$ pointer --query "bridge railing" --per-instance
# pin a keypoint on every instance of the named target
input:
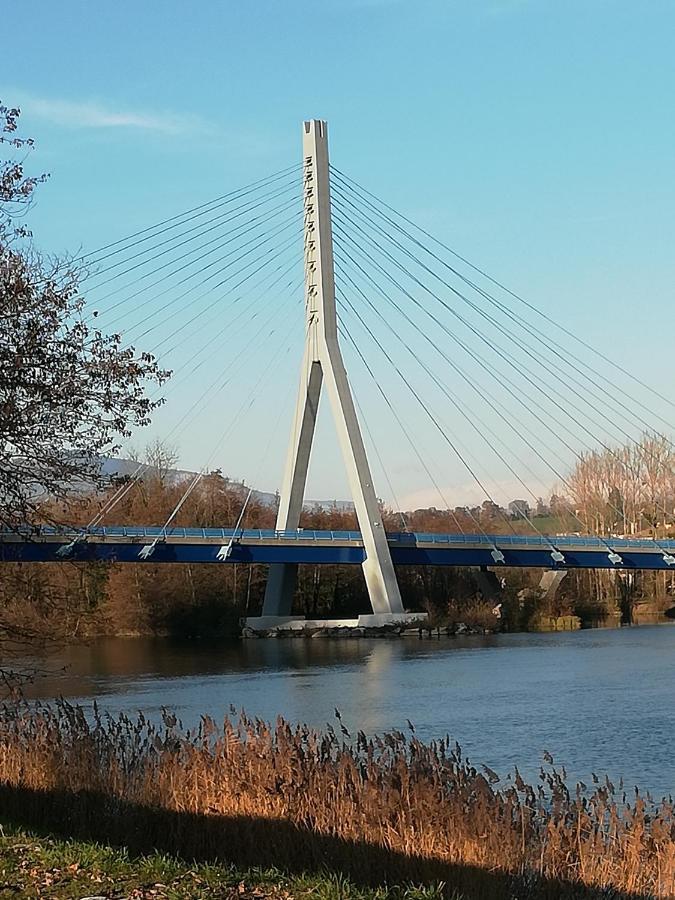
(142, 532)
--
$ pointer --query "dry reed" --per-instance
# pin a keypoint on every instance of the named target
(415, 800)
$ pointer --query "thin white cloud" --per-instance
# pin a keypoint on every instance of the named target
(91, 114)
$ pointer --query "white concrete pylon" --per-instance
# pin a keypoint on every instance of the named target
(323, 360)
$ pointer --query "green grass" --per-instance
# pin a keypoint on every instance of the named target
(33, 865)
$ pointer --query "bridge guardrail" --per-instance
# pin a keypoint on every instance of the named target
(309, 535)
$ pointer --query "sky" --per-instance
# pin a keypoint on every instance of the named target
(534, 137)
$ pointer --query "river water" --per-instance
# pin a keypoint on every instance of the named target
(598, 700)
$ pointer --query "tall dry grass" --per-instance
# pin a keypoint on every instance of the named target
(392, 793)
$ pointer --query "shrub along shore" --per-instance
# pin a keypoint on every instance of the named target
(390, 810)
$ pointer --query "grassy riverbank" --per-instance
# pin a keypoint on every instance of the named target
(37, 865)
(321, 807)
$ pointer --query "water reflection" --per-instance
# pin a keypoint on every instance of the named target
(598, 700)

• Written task: Pick out every line in the records above that contains the word "bridge", and copy each one in full.

• Exercise solution:
$ pointer --query "bridge railing" --per-instance
$ pointer --query "bridge guardrail" --per-instance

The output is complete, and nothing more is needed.